Gegeven tekst =

((

Een afwezige God is geen God

Op zoek naar ons

In het theologisch denken wordt vaak gesproken over de afwezigheid van God als iets dat evenredig is aan Gods aanwezigheid. Maar bijbels gesproken hoort afwezigheid niet echt bij God; het is eerder iets dat tegen Gods wezen ingaat. De Bijbel beschrijft God grotendeels als een kracht en macht die juist niet zonder de schepping kan, met al die verschillende wezens als mensen, dieren en planten. God is, zoals we dat noemen, een relationele God die altijd naar ons op zoek is en niets anders hoopt dan dat wij Hem zullen vinden. Zoals Willem Maarten Dekker schrijft: ‘In zijn genade openbaart God dat Hij niet zonder mensen God wil zijn.’ (De relationaliteit van God, Zoetermeer 2008, p. 376). Of zoals Joel Burnett[1] in zijn studie over Gods afwezigheid:

Door het thema van de goddelijke afwezigheid tekent de Hebreeuwse Bijbel het beeld van een God die uit eigen beweging relaties met mensen aangaat, een God die mensen vrijelijk mogen zoeken, een God die antwoordt.

))

Vertaal deze zin uit de tekst over Gods afwezigheid in het Engels: "Maar bijbels gesproken hoort afwezigheid niet echt bij God; het is eerder iets dat tegen Gods wezen ingaat."

Getoonde rijen =
((

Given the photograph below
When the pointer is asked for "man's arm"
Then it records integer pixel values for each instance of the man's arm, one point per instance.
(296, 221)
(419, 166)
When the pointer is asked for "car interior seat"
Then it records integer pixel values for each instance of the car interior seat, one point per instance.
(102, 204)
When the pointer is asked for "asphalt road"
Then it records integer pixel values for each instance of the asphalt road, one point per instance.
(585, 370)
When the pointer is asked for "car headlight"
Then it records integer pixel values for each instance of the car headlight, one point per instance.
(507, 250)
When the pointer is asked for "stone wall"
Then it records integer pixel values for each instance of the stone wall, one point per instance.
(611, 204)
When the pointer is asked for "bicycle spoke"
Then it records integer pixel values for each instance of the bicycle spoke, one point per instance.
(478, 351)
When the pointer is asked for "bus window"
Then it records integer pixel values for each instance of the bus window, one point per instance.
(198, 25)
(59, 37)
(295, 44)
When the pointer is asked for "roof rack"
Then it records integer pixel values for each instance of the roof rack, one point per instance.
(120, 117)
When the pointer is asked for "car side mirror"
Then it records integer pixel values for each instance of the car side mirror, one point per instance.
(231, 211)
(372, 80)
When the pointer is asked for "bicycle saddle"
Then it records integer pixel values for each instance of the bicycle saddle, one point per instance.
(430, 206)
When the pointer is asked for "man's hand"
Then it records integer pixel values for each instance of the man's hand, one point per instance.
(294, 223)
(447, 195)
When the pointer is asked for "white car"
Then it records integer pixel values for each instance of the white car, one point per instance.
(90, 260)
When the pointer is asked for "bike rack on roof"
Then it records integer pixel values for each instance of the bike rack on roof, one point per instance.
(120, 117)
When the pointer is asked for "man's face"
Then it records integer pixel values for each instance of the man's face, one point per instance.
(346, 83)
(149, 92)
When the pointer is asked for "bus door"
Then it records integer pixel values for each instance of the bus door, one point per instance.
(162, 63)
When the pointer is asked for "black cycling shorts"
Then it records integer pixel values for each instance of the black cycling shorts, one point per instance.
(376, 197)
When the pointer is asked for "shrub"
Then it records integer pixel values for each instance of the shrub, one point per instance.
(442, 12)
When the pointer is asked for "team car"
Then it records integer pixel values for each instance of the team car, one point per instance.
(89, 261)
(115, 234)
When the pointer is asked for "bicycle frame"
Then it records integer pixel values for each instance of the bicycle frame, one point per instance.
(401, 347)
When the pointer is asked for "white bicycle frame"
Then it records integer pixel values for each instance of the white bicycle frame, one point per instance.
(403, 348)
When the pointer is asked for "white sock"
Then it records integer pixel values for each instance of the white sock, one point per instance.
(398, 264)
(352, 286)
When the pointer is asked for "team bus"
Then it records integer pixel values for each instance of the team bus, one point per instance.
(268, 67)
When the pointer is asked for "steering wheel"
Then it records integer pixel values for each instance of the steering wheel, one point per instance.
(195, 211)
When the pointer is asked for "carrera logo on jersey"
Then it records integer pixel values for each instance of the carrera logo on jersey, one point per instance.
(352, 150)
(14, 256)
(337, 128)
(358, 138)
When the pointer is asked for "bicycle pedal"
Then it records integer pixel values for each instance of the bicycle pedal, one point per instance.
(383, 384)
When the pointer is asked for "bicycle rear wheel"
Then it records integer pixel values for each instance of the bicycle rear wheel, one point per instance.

))

Uitwerking =
But biblically speaking, absence does not really belong to God; it is rather something that goes against God's nature.